Page text.

It was in the 1970s that she began to stretch her acting abilities in such films as Three Days of the Condor, Little Big Man, Chinatown, The Three/Four Musketeers, Eyes of Laura Mars, and Network, for which she won the Academy Award for Best Actress as the scheming TV executive Diana Christensen.
In the 1980s, although her performances did not waver, the parts grew less compelling. Dunaway would later blame Mommie Dearest (1981) for ruining her career as a leading lady. Some critics panned the movie, although the film grossed $19 million in its first release and was one of the top 30 grossing films of the year. The film was immediately embraced as a cult classic. "I was too good at [Joan] Crawford," she was often quoted as saying. She played an alcoholic in Barfly (opposite Mickey Rourke). In a later movie, Don Juan DeMarco (1995), Dunaway co-starred with Johnny Depp and Marlon Brando.
Dunaway won an Emmy for a 1994 role as a murderer in "It's All in the Game," an episode of the long-running mystery series Columbo.
She is a three-time Oscar nominee for Bonnie and Clyde, Chinatown, and Network, winning for the latter. She has won three Golden Globes, including for the television films Ellis Island (1984) and Gia (1998), and has been nominated for a Golden Globe ten times.
In 1996, she toured nationally with the stage play Master Class. The story about opera singer Maria Callas was very powerful and well received. Dunaway bought the rights to the Terrence McNally play, for possible film development.

Data entries.
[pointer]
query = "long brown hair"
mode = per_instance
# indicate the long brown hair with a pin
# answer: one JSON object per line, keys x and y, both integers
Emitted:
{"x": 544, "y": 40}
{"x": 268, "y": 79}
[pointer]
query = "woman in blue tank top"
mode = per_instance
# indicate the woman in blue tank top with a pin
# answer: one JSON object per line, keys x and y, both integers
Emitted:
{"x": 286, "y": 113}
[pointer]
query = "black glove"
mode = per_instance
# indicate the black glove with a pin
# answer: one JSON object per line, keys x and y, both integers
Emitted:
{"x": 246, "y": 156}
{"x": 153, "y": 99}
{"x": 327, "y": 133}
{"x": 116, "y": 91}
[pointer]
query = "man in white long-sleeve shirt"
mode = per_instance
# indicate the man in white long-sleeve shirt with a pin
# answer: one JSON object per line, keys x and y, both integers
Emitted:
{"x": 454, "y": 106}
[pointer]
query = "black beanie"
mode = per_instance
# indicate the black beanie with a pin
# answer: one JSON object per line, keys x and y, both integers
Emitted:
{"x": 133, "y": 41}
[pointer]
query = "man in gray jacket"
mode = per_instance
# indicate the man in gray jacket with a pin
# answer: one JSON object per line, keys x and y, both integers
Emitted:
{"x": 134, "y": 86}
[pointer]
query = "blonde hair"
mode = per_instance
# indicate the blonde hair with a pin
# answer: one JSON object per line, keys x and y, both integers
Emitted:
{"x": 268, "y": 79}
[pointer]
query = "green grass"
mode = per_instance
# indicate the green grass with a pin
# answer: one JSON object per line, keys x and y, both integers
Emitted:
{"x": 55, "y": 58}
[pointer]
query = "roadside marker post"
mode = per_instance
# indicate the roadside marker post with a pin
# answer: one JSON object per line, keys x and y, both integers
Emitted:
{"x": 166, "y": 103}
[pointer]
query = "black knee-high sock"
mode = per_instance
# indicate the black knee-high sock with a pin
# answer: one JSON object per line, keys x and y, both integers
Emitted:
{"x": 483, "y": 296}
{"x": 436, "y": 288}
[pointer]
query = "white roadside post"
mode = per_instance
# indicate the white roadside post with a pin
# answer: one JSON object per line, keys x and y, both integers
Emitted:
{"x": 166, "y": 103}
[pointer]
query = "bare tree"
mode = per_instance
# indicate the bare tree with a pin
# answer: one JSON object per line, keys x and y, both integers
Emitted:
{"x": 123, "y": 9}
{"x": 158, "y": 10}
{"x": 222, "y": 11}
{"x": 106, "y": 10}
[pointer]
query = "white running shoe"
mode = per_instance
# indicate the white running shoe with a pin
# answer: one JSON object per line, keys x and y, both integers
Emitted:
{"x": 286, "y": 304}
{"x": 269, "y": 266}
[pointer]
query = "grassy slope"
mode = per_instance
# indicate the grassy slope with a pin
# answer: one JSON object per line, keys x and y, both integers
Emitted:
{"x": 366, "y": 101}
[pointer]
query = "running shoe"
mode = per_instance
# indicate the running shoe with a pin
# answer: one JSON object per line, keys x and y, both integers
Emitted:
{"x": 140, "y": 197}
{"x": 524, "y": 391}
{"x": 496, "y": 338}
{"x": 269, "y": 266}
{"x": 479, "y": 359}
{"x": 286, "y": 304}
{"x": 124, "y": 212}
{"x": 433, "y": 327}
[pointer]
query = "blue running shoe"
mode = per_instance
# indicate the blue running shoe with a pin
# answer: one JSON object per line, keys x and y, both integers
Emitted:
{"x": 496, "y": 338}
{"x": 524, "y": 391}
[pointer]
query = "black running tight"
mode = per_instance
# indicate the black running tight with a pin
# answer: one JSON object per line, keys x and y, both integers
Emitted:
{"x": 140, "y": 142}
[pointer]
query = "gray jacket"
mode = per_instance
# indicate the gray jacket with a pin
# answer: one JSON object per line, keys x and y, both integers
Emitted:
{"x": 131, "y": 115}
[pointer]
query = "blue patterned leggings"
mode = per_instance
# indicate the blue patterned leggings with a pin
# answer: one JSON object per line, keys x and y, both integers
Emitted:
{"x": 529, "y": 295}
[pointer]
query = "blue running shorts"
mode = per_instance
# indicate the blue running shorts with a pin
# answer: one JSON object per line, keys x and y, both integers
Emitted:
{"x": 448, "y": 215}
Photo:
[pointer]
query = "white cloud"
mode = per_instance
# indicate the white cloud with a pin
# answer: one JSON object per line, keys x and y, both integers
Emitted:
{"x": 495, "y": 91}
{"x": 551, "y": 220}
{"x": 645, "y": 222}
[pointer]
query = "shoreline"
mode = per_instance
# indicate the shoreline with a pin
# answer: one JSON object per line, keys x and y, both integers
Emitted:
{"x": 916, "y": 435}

The problem.
Extend the passage on Dunaway's acting career, picking up immediately after its final sentence. The listing is unrelated to the assignment and should not be used.

Exercise answer.
In 2006, Dunaway played a character named Lois O'Neill in the sixth season of the popular crime drama CSI: Crime Scene Investigation. She served as a judge on the 2005 reality show The Starlet, which sought, American Idol-style, to find the next young actress with the potential to become a major star. In the spring of 2007, the direct-to-DVD movie release of Rain, based on the novel by V. C. Andrews and starring Dunaway, was released.
Dunaway has a star on the Hollywood Walk of Fame at 7021 Hollywood Boulevard, which was awarded on October 2, 1996.
Personal life
Dunaway has been romantically linked to a series of men ranging from the comedian Lenny Bruce to the actor Marcello Mastroianni. She has been married twice, from 1974 to 1979 to Peter Wolf, the lead singer of the rock group The J. Geils Band, and from 1984 to 1987 to Terry O'Neill, a British photographer. She and O'Neill have one child, Liam O'Neill (born 1980). In 2003, despite Dunaway's earlier claims that she had given birth to Liam, Terry revealed that Liam was adopted.
Dunaway is an adult convert to Roman Catholicism.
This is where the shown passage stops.